◆ ZU LÖSENDE AUFGABE
Entscheiden Sie für jede der Aussagen 1. bis 3., ob sie mit dem Text zur Geschichte der Schützengilde übereinstimmt, und belegen Sie jedes Ja oder Nein mit einem wörtlichen Zitat aus dem Text. 1. Die Idee zur Gründung eines weiteren Korps entstand im November 1961 in einem Kreis von 37 Männern. 2. Die 2/3-Mehrheit für die Satzungsänderung wurde bereits im ersten Anlauf erreicht. 3. Beim ersten Marsch über den Markt 1962 zählte die Schützengilde 78 Gildisten und 73 Musiker.

◆ GEGEBENER TEXT

GESCHICHTE DER SCHÜTZENGILDE

Rund 70 Jahre ruhte nun der Name und die Idee einer Schützengilde in vagen Erinnerungen und in Archiven. Im November 1961 jedoch entstand in einem Kreis von 37 Männern um Karl Herbrechter die Idee, das Neusser Schützenregiment um ein weiteres Korps zu bereichern. Dieses Vorhaben sollte nicht auf die lange Bank geschoben werden. Man war vielmehr entschlossen, schon ab dem folgenden Jahr (1962) an den Festzügen aktiv teilzunehmen.

Neben den auf der Hand liegenden Problemen innerhalb des Vereins, sich eine Satzung zu geben, eine attraktive Uniform zu entwerfen und den organisatorischen Rahmen zu schaffen, mussten zur Mitgliedschaft im Neusser Bürger-Schützen-Verein noch etliche Hindernisse aus dem Weg geräumt werden.

Zunächst war eine Gesellschaft zu ermitteln, deren Tradition wieder aufgenommen werden konnte. Dank der Unterstützung von Joseph Lange, Stadtarchivdirektor a.D., fand man in der im ersten Teil dargestellt „Schützen-Gilde zu Neuß von 1850“ ein solches Korps, welches nach den Regularien des Schützen-Vereins grundsätzlich wieder gegründet werden konnte.

Als größeres Problem erwies es sich sodann, im Neusser Bürger-Schützen-Verein eine ausreichende 2/3 Mehrheit für eine Satzungsänderung zur Aufnahme eines neuen Korps zu erlangen. Diese Mehrheit wurde letztlich im zweiten Anlauf auf einer außerordentlichen Mitgliederversammlung am 27. Mai 1962 erreicht.

Und so marschierte die neu gegründete Schützengilde 1962 mit 78 Gildisten und 73 Musikern erstmalig über den Markt.

An der Spitze „eines noch kleinen … aber wegen des tadellosen Eindrucks, das es durch seine Haltung und seine festliche Uniform hinterließ, … sehr attraktiven Korps“ (Zitat der NGZ), ritten Karl Herbrechter (+) als Major und 1. Vorsitzender nebst seinem Adjutant Hans Lehmann (+).

◆ Gespeicherte Einträge
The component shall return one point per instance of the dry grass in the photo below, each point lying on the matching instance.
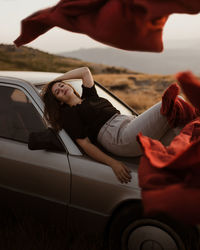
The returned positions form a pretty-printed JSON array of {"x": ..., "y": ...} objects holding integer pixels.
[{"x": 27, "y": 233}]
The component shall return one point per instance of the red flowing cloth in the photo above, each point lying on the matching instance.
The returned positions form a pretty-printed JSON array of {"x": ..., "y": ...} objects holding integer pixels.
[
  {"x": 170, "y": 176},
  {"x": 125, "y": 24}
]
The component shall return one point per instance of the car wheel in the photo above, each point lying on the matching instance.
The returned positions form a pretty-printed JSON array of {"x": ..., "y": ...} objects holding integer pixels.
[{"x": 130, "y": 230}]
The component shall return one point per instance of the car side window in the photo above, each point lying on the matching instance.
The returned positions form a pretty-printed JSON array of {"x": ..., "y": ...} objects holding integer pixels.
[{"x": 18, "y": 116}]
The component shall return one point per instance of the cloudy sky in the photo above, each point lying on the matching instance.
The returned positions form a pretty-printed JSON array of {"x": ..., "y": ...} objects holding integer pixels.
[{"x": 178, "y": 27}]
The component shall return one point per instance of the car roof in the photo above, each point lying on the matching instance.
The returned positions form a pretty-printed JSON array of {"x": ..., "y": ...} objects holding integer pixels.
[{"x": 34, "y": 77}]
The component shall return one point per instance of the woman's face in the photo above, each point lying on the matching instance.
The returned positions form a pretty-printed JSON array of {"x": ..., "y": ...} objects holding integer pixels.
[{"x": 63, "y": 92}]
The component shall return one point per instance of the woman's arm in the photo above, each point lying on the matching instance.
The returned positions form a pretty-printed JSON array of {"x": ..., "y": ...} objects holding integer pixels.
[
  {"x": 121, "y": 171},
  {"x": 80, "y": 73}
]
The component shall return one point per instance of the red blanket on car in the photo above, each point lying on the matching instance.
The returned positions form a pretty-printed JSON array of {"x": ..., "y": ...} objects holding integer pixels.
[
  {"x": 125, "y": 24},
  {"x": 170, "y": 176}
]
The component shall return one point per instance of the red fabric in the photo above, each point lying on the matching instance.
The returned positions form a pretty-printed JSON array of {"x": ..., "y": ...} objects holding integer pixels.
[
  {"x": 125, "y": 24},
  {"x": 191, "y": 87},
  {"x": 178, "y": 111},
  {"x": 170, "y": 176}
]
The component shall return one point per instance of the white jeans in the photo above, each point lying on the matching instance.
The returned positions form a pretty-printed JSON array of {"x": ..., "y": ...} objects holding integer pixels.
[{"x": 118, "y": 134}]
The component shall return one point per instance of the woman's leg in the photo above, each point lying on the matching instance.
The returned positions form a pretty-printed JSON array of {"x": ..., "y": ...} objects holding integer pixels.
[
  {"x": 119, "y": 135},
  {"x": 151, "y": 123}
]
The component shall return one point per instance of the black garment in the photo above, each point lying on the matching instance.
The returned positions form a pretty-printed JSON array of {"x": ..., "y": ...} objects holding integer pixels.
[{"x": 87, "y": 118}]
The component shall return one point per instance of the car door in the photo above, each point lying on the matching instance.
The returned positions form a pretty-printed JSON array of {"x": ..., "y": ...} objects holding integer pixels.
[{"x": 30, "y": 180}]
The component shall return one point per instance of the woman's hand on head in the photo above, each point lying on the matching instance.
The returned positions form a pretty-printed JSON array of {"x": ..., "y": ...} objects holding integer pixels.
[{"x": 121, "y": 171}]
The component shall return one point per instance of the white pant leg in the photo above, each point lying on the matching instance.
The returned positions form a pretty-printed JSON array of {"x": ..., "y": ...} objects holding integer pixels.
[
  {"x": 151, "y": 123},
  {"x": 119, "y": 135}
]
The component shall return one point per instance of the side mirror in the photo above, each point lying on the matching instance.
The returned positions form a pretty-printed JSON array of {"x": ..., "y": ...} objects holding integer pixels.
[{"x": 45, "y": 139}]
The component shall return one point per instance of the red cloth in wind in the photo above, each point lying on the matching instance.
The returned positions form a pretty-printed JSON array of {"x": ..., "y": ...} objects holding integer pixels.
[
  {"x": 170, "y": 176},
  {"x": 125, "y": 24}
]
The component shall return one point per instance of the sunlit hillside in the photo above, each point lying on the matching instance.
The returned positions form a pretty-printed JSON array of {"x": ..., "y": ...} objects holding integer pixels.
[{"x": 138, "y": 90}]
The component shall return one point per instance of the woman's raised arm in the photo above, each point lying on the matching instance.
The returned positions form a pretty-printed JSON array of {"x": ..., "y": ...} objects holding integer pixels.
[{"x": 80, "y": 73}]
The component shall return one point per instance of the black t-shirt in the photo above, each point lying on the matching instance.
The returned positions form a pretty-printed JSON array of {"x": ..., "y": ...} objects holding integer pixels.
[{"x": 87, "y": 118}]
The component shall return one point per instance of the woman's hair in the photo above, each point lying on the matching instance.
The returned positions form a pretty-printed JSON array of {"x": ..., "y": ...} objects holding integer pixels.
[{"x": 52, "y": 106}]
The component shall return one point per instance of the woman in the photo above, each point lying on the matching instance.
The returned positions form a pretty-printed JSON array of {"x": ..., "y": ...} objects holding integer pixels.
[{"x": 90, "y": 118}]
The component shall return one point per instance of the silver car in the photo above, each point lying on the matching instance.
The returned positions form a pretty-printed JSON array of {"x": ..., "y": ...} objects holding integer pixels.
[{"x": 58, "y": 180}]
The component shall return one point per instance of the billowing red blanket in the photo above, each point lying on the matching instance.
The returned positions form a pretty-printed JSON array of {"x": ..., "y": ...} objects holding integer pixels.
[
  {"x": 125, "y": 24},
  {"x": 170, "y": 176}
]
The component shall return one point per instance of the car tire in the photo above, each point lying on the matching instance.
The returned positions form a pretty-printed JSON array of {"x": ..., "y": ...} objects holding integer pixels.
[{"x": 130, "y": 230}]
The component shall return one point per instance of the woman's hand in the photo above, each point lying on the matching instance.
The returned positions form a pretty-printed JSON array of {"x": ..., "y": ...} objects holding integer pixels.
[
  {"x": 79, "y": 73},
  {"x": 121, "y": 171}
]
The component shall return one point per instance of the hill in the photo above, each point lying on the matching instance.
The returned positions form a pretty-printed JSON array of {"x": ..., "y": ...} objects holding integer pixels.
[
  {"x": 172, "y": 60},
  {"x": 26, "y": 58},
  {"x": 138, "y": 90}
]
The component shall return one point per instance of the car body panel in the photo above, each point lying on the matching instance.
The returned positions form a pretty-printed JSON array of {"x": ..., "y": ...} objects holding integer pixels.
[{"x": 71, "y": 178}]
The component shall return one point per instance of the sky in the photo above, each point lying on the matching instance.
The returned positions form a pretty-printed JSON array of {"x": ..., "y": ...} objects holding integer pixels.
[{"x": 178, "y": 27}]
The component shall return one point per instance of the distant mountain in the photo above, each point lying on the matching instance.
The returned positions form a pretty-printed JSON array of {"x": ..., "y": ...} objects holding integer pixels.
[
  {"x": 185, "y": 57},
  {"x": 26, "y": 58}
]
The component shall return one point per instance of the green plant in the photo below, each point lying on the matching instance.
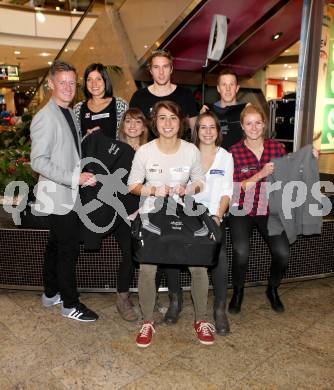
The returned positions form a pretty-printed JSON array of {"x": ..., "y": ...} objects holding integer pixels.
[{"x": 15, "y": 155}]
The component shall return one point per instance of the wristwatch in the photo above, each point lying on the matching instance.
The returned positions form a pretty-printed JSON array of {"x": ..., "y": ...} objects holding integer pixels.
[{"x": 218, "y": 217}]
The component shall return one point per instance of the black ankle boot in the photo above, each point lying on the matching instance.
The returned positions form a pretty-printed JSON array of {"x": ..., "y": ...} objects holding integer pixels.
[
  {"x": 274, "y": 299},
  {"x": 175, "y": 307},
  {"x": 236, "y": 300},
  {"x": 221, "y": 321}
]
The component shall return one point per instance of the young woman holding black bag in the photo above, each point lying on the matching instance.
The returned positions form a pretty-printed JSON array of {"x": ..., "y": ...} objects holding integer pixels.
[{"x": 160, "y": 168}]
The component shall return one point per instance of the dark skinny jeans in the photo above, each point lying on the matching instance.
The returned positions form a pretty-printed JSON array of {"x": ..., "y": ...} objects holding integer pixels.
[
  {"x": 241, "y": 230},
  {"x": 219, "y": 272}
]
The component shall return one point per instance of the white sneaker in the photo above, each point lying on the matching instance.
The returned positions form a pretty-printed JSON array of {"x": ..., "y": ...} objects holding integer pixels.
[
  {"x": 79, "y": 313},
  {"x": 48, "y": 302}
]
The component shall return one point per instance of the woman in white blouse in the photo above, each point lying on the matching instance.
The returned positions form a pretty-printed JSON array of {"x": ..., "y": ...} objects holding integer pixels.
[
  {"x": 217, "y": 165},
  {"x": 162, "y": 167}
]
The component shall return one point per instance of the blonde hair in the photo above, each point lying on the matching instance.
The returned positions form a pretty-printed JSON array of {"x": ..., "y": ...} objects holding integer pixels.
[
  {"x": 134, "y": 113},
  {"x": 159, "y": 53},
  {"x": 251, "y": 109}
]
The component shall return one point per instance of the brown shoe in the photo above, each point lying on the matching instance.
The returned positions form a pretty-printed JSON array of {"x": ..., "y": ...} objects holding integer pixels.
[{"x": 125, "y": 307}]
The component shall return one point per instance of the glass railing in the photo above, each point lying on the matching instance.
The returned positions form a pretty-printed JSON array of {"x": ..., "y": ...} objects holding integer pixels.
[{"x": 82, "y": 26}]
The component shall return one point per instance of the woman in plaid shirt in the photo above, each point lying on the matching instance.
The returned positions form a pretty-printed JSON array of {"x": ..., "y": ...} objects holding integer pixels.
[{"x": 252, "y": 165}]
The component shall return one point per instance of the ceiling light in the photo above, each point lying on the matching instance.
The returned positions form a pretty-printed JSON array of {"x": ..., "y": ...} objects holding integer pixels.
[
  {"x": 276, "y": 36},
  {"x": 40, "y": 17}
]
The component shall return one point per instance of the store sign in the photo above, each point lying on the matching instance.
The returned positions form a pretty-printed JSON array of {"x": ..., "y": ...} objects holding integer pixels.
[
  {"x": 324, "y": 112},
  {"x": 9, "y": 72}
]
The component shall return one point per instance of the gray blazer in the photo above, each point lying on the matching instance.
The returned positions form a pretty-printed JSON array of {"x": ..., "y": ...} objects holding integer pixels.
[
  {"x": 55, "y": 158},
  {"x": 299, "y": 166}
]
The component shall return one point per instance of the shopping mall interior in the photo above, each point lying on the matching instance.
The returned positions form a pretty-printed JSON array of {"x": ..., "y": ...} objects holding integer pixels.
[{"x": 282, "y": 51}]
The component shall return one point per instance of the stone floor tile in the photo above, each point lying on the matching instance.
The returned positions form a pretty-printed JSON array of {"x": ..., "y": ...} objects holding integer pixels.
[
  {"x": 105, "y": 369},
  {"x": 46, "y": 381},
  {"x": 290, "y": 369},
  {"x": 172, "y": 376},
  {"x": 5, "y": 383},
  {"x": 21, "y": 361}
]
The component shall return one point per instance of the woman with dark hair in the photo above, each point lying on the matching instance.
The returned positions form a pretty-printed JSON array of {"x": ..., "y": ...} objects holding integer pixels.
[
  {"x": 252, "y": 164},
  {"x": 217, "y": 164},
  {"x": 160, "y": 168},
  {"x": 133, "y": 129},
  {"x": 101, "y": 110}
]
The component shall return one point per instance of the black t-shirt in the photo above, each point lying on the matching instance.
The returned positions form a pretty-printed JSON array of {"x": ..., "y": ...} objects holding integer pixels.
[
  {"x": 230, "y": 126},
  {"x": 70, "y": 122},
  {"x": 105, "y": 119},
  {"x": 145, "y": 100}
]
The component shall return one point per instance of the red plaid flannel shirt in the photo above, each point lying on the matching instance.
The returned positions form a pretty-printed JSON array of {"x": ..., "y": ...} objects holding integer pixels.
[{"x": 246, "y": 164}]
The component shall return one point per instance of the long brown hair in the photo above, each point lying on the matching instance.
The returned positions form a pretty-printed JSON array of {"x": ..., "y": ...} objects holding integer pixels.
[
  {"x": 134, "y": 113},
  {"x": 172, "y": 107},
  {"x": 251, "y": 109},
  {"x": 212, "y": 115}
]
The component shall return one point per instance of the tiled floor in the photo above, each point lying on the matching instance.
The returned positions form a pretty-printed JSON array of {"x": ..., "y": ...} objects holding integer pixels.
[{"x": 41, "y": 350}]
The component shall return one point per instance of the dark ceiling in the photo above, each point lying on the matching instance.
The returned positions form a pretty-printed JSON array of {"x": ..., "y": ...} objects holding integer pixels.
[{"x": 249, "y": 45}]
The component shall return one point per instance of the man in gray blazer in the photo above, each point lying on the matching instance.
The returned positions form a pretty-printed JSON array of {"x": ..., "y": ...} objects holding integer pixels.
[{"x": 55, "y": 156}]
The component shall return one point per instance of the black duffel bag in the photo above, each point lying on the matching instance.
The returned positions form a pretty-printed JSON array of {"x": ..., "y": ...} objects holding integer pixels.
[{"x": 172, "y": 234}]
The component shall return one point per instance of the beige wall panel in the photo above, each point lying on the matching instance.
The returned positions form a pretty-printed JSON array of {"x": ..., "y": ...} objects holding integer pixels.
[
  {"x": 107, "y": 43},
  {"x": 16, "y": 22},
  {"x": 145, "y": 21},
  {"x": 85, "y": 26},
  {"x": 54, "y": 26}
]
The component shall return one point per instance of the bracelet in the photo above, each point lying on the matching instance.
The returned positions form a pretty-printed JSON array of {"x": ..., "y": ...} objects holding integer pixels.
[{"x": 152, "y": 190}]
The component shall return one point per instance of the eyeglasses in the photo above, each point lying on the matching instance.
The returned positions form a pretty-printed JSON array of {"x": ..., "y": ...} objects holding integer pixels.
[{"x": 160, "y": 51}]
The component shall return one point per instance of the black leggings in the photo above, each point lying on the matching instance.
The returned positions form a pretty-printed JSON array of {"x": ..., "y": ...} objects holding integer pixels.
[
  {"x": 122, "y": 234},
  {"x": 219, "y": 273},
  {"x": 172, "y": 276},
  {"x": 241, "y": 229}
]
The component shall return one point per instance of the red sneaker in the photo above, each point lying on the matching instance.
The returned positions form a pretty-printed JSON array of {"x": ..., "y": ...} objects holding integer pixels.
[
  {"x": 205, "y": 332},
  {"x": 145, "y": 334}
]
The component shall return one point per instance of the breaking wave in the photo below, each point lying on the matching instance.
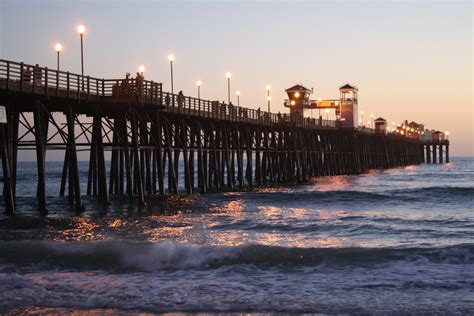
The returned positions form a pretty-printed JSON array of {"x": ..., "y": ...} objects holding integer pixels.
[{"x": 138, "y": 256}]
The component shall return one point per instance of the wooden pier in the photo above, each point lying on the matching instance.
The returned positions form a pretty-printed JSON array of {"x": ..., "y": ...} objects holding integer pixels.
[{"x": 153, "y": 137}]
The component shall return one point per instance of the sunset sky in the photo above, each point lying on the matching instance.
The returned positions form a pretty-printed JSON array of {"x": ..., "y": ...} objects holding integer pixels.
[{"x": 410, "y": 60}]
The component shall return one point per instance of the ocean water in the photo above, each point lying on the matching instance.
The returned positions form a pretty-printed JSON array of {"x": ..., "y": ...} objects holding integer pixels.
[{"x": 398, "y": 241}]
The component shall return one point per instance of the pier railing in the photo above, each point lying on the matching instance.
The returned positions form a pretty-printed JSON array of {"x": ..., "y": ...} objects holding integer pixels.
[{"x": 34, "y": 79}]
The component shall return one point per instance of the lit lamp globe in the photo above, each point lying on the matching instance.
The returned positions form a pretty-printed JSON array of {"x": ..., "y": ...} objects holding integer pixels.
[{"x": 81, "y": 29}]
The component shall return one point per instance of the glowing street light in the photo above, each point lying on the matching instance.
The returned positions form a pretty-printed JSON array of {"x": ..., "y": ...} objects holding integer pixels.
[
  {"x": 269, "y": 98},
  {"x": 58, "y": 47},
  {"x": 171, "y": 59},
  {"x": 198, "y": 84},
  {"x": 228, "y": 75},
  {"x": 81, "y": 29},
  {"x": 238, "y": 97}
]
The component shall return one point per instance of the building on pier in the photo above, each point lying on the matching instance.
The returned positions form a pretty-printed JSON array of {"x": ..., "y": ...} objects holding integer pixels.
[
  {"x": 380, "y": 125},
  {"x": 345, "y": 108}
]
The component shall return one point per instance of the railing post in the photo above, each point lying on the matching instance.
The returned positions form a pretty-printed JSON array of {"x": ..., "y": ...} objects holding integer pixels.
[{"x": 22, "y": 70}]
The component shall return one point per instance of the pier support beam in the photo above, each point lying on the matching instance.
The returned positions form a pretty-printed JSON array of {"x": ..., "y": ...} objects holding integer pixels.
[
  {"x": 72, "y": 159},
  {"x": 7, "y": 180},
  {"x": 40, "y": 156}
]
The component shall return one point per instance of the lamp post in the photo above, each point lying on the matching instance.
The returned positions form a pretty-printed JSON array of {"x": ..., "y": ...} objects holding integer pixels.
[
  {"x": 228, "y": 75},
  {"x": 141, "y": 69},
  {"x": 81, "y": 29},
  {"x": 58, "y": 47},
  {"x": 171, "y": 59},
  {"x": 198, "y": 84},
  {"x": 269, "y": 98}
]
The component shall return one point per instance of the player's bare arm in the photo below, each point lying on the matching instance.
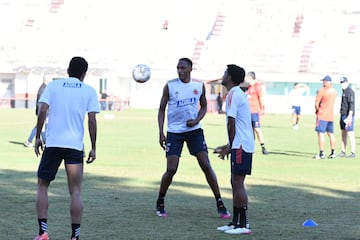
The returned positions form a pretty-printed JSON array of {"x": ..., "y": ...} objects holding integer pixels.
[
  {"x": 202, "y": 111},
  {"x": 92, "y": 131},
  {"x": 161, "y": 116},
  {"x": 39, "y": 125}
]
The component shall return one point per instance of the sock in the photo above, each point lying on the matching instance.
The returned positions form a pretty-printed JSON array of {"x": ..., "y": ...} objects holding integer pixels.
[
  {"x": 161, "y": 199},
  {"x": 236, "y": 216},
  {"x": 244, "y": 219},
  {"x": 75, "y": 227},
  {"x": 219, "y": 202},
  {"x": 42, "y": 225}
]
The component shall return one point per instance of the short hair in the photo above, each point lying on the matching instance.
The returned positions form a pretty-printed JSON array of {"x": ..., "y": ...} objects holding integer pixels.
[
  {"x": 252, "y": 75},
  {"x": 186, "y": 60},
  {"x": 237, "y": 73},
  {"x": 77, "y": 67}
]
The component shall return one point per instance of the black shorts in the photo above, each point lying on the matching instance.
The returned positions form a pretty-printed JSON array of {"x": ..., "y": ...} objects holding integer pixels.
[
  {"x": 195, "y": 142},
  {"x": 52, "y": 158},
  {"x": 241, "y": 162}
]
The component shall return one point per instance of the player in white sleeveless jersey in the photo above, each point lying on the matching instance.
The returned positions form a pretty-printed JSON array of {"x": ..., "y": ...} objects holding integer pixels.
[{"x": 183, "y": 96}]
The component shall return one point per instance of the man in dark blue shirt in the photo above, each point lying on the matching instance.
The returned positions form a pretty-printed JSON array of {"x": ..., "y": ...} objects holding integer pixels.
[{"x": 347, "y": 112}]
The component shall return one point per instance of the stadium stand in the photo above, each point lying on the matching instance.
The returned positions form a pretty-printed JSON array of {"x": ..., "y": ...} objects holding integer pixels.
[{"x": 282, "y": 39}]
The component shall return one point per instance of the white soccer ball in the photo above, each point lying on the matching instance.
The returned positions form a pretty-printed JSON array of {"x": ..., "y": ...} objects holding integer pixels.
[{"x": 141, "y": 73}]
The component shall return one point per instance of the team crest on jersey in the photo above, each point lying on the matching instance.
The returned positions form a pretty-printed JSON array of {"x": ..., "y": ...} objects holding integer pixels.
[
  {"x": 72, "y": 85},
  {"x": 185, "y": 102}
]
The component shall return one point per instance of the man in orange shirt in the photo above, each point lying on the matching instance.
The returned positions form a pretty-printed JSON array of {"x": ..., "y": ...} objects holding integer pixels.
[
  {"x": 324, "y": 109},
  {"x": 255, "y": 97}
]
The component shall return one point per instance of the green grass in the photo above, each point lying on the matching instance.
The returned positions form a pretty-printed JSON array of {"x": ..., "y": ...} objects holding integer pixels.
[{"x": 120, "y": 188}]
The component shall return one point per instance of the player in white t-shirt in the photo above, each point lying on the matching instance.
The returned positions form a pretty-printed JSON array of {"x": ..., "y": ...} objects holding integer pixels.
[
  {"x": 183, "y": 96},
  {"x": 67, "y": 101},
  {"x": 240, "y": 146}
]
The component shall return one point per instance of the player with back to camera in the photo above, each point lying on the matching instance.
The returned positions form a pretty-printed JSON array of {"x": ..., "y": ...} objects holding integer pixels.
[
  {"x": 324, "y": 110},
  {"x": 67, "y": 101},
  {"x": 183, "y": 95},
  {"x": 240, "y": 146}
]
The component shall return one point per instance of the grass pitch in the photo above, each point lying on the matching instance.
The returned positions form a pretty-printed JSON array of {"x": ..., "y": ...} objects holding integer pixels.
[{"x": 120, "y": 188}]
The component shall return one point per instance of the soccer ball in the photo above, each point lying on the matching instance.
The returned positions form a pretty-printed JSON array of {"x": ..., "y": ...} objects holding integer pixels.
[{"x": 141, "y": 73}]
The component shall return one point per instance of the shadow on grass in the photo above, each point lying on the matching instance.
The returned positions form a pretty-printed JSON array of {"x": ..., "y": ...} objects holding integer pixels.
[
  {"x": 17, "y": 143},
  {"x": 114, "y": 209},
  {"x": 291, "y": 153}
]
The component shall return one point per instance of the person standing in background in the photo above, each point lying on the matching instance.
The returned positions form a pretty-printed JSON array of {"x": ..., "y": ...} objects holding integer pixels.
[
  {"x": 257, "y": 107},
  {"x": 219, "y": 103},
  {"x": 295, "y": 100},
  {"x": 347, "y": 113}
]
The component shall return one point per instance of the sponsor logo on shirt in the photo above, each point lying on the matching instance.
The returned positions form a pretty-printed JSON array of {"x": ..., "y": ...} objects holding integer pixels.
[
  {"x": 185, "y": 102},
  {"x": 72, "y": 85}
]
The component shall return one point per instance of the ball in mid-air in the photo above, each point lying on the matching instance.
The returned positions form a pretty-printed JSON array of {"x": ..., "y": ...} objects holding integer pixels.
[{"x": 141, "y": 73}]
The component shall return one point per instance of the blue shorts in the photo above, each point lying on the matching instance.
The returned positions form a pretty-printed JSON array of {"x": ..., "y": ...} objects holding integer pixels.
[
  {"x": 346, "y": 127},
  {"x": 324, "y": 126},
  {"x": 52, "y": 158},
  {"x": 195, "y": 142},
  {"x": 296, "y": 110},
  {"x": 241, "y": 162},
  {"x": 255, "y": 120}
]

◆ LÖSUNG
1. Ja: „Im November 1961 jedoch entstand in einem Kreis von 37 Männern um Karl Herbrechter die Idee, das Neusser Schützenregiment um ein weiteres Korps zu bereichern.“
2. Nein: „Diese Mehrheit wurde letztlich im zweiten Anlauf auf einer außerordentlichen Mitgliederversammlung am 27. Mai 1962 erreicht.“
3. Ja: „Und so marschierte die neu gegründete Schützengilde 1962 mit 78 Gildisten und 73 Musikern erstmalig über den Markt.“